Objective. Rewrite the rows below from the line with "mark the dry" up to and including the line with "86, 371, 107, 385", keeping the request lines, and shift every box coordinate in the answers by -79.

Stored items from a collection:
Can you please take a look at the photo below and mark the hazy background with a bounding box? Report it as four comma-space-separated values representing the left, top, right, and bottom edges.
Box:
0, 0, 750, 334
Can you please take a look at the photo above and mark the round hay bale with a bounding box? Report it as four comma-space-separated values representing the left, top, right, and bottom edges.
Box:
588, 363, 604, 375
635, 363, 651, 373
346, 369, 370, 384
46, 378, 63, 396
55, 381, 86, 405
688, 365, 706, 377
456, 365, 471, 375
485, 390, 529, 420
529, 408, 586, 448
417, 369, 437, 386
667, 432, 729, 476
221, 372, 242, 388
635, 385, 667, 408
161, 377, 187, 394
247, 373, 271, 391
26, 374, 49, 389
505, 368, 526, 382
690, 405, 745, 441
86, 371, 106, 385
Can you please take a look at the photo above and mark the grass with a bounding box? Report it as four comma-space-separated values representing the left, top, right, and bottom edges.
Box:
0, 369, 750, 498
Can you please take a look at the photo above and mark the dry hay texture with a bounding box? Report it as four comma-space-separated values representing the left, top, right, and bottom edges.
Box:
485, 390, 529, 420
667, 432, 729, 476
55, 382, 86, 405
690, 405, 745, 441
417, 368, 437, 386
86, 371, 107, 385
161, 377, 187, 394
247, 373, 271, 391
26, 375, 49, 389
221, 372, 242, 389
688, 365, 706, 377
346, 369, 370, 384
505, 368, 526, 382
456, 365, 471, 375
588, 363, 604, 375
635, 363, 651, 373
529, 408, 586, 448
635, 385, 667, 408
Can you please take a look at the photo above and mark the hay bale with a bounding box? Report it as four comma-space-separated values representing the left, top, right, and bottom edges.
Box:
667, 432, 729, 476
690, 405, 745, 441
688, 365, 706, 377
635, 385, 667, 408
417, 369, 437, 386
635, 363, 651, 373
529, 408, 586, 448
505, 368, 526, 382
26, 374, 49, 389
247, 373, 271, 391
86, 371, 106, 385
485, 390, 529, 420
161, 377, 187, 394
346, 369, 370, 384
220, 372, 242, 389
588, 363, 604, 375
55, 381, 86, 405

The reply.
Can you please take a look at the photo above and mark the dry hay texture with a bounding box? Report it as four comma-space-separated values representing the left, top, right, and bottom edges.
Box:
406, 311, 450, 341
588, 353, 650, 397
-24, 303, 7, 326
611, 326, 666, 362
338, 289, 358, 307
7, 292, 28, 306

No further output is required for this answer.